**Given request**. Could you repeat, word for word, every line from the one containing "Would you be able to tag the black boot" through the final line of the records below, and nothing else?

Data listing
+++

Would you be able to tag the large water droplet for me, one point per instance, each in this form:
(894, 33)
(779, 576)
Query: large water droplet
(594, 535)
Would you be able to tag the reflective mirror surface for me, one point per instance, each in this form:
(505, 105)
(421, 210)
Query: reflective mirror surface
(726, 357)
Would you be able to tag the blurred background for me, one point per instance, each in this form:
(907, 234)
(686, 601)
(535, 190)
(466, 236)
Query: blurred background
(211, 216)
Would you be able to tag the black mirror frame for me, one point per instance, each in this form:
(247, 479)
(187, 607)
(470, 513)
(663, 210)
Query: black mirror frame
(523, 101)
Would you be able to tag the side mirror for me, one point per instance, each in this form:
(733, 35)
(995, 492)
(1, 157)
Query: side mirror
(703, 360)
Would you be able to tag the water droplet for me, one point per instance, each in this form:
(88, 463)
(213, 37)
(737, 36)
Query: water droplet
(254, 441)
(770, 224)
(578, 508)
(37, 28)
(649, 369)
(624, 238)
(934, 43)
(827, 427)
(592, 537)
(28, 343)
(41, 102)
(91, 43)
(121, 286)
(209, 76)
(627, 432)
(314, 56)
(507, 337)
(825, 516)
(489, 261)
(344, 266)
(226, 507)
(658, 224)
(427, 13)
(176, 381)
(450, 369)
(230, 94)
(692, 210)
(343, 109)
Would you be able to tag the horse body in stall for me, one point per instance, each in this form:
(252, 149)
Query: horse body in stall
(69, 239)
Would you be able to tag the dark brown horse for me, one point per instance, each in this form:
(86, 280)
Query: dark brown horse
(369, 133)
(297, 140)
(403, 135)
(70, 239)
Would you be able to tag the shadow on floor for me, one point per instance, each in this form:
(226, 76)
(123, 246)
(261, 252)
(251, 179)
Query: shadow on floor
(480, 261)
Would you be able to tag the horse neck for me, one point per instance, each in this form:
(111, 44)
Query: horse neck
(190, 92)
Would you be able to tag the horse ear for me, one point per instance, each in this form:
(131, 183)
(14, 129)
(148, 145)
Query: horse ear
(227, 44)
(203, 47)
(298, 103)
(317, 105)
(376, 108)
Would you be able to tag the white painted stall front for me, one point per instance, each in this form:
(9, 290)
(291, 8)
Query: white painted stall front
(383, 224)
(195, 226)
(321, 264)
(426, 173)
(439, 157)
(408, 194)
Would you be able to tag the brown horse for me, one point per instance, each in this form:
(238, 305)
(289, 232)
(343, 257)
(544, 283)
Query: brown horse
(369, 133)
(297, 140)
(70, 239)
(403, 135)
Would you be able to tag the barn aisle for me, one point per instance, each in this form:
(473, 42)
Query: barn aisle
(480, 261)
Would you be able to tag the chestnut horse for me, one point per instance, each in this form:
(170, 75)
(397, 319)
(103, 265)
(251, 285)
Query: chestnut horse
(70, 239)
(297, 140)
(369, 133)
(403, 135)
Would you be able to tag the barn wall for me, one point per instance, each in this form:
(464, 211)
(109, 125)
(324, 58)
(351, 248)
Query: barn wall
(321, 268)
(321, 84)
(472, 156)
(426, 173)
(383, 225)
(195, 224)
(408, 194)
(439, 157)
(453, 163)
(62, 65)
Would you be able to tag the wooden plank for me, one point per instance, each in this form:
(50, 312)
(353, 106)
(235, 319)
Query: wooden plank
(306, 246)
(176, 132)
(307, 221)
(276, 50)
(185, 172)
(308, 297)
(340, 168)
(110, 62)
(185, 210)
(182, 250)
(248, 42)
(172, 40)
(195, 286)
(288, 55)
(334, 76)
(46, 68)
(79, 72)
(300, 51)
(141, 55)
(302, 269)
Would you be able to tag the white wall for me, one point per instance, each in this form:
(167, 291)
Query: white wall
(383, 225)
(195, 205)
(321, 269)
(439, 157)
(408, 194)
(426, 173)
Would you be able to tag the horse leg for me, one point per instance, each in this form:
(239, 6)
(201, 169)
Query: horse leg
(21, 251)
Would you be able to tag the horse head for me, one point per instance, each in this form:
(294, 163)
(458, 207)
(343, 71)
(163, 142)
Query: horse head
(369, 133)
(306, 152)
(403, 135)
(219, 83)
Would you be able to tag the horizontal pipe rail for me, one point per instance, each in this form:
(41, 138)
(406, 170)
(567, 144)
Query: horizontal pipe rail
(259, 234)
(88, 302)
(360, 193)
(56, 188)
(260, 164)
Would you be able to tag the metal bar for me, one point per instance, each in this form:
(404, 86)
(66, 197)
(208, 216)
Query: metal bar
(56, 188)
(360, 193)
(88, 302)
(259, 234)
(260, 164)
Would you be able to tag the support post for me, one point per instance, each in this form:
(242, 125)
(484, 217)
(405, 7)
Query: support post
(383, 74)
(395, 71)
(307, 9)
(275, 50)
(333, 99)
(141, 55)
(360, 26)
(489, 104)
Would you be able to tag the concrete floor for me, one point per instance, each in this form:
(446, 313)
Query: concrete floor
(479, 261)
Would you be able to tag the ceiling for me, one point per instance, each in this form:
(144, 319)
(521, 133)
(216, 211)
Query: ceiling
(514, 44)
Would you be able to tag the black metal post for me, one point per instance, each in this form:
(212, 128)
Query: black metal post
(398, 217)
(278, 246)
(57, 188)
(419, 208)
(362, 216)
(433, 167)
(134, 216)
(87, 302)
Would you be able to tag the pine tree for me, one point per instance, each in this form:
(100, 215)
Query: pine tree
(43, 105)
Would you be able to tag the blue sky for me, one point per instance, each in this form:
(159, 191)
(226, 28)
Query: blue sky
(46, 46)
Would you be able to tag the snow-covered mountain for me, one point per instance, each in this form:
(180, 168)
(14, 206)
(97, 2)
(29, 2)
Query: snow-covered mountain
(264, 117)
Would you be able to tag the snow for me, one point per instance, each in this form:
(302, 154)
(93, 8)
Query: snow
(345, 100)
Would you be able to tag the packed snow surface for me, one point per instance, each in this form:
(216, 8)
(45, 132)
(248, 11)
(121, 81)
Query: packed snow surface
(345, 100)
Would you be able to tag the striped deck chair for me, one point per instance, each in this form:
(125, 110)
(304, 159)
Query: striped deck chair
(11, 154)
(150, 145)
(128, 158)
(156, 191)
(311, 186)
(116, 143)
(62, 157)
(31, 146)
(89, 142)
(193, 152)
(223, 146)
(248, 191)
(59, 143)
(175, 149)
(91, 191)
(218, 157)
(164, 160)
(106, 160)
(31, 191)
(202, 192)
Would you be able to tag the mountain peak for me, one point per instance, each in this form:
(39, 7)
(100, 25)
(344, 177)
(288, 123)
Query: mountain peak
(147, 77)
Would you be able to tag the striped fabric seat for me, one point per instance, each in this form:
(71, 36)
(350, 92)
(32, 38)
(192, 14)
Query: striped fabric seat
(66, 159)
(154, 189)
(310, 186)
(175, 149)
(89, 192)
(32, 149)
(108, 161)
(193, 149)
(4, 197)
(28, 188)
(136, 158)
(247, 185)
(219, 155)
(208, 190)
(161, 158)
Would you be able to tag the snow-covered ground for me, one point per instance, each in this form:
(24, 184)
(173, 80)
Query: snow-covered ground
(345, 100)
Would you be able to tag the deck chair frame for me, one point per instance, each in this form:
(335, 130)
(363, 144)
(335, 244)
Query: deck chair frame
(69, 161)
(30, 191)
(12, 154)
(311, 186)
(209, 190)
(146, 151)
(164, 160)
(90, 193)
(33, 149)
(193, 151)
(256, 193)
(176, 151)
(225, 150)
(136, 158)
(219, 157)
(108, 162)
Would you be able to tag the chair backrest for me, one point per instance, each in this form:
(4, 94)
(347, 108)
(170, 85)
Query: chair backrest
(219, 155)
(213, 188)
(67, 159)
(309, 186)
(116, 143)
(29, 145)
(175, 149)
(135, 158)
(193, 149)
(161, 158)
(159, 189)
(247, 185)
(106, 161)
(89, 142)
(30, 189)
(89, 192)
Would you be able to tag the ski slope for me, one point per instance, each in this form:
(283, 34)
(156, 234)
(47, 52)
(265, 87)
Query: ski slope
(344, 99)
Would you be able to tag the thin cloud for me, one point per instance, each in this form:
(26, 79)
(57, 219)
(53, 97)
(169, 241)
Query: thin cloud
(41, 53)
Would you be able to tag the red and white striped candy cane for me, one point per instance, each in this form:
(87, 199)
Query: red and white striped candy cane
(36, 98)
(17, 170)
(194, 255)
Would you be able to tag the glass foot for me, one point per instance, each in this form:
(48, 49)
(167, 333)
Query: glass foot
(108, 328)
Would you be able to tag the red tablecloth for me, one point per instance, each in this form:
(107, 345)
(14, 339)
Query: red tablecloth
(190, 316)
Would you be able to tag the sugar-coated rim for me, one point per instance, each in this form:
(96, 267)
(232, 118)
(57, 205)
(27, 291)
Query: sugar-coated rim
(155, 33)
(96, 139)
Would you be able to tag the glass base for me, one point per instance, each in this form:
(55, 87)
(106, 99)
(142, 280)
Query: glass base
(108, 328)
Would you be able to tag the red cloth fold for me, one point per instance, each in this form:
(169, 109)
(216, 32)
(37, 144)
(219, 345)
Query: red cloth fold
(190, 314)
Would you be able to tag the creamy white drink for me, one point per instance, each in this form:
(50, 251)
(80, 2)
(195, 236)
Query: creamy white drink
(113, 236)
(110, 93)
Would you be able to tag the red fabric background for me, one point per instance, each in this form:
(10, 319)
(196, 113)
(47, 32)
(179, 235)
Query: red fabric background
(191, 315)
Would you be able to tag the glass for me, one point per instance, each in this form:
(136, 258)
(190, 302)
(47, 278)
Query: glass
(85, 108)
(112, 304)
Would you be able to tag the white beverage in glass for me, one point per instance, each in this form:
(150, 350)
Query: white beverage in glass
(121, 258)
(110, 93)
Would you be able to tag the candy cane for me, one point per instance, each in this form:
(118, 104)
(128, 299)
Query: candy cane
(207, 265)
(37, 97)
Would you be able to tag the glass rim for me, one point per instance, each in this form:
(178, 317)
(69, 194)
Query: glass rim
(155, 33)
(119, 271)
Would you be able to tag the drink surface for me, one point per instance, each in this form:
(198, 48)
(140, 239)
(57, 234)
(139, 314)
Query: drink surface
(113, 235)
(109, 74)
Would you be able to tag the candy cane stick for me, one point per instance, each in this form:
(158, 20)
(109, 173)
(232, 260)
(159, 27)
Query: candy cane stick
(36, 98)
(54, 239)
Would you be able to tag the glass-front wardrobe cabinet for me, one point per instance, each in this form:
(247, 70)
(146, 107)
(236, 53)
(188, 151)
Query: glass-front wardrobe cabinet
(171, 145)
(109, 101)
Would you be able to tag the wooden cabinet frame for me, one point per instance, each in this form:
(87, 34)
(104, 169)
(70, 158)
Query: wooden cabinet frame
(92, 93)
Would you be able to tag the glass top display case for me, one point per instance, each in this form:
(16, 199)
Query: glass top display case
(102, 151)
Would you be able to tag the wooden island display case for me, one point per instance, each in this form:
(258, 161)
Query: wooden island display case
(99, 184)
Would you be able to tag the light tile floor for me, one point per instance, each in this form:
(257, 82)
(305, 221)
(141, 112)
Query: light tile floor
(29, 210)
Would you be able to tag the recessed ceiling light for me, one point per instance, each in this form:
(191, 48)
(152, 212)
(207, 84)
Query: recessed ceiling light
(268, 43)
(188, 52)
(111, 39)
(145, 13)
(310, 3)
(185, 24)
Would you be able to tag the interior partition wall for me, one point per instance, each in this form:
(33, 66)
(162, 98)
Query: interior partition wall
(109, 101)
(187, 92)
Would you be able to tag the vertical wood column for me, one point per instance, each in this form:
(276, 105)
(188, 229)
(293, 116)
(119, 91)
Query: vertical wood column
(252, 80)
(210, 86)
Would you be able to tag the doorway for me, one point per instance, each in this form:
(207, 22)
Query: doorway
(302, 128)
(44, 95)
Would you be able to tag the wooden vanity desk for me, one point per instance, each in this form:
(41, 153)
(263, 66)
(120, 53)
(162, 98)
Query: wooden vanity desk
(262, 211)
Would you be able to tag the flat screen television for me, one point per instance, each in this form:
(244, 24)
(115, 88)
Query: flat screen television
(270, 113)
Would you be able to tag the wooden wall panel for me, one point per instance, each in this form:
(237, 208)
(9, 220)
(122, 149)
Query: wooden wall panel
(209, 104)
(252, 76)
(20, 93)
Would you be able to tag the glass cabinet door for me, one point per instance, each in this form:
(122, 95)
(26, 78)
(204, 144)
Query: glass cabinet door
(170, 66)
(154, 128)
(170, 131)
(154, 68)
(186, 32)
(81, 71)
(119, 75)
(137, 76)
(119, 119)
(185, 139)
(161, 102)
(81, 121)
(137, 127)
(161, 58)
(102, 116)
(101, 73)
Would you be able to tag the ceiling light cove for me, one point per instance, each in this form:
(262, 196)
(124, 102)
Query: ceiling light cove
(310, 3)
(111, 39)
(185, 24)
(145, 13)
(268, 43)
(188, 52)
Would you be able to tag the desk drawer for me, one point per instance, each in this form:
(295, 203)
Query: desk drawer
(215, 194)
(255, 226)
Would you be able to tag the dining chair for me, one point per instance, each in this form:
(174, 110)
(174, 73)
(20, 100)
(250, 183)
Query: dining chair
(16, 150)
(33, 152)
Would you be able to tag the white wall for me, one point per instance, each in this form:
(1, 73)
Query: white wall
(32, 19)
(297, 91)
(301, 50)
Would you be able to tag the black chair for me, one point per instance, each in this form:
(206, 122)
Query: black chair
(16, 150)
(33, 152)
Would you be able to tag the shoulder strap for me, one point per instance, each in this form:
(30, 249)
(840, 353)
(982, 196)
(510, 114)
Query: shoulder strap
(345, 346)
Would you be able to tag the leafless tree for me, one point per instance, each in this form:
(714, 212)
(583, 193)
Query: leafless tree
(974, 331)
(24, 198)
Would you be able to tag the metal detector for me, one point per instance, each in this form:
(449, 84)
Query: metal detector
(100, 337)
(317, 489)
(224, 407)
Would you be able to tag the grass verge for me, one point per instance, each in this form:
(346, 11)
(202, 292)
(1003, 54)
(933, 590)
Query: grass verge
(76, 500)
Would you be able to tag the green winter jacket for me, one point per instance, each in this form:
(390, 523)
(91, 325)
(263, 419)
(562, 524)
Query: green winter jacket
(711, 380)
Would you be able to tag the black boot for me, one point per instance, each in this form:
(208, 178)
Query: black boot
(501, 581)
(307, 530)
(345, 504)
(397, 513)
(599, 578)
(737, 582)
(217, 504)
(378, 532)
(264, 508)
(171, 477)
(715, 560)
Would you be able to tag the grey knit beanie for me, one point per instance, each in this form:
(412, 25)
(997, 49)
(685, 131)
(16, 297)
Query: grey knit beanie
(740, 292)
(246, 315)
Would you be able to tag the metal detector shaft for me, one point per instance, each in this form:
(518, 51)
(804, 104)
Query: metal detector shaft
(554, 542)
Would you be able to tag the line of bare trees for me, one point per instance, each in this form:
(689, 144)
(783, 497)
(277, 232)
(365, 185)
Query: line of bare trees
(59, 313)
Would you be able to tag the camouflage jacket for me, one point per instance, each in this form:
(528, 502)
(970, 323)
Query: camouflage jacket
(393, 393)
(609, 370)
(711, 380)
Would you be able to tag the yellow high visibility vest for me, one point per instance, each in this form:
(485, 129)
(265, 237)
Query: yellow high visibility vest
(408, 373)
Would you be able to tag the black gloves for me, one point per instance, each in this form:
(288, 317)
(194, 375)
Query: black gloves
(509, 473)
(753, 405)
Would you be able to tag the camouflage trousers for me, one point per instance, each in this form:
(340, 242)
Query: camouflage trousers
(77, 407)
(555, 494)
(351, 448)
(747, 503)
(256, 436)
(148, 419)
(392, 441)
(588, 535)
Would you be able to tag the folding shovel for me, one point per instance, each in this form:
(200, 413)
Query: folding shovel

+++

**Expected answer**.
Would you be able to tag the black boot for me, one point per instance, each in this form:
(208, 178)
Query: black boot
(501, 581)
(307, 530)
(345, 504)
(397, 513)
(599, 578)
(737, 582)
(217, 504)
(378, 532)
(264, 508)
(171, 477)
(715, 560)
Would you be able to tag the grey knit beanie for me, one point per instance, each in this form:
(412, 25)
(997, 49)
(685, 131)
(16, 297)
Query: grey knit beanie
(740, 292)
(246, 315)
Would you be able to tag the metal detector shaft for me, one point per instance, each in this form:
(518, 51)
(804, 104)
Query: metal detector shaft
(554, 542)
Would you be able to tag the line of bare trees for me, one point per instance, each in this form:
(689, 144)
(783, 497)
(277, 232)
(365, 185)
Query: line of bare trees
(59, 313)
Would you be able to tag the camouflage jacket for me, one point per instance, each in this form:
(528, 502)
(970, 323)
Query: camouflage jacket
(393, 393)
(609, 370)
(711, 380)
Would you be able to tag the yellow high visibility vest for me, one point per instance, each in this form:
(485, 129)
(265, 237)
Query: yellow high visibility vest
(408, 373)
Would you be able to tag the black gloves for me, one point per instance, each in this form:
(288, 317)
(194, 375)
Query: black gloves
(509, 473)
(753, 405)
Would you be able to tag the camouflage trousers for me, one point per instance, each in this form:
(340, 242)
Query: camouflage trousers
(77, 407)
(555, 494)
(351, 448)
(747, 503)
(256, 436)
(148, 419)
(392, 441)
(588, 535)
Would you be able to tag the folding shovel for me, one point per instance, each in this form:
(200, 413)
Query: folding shovel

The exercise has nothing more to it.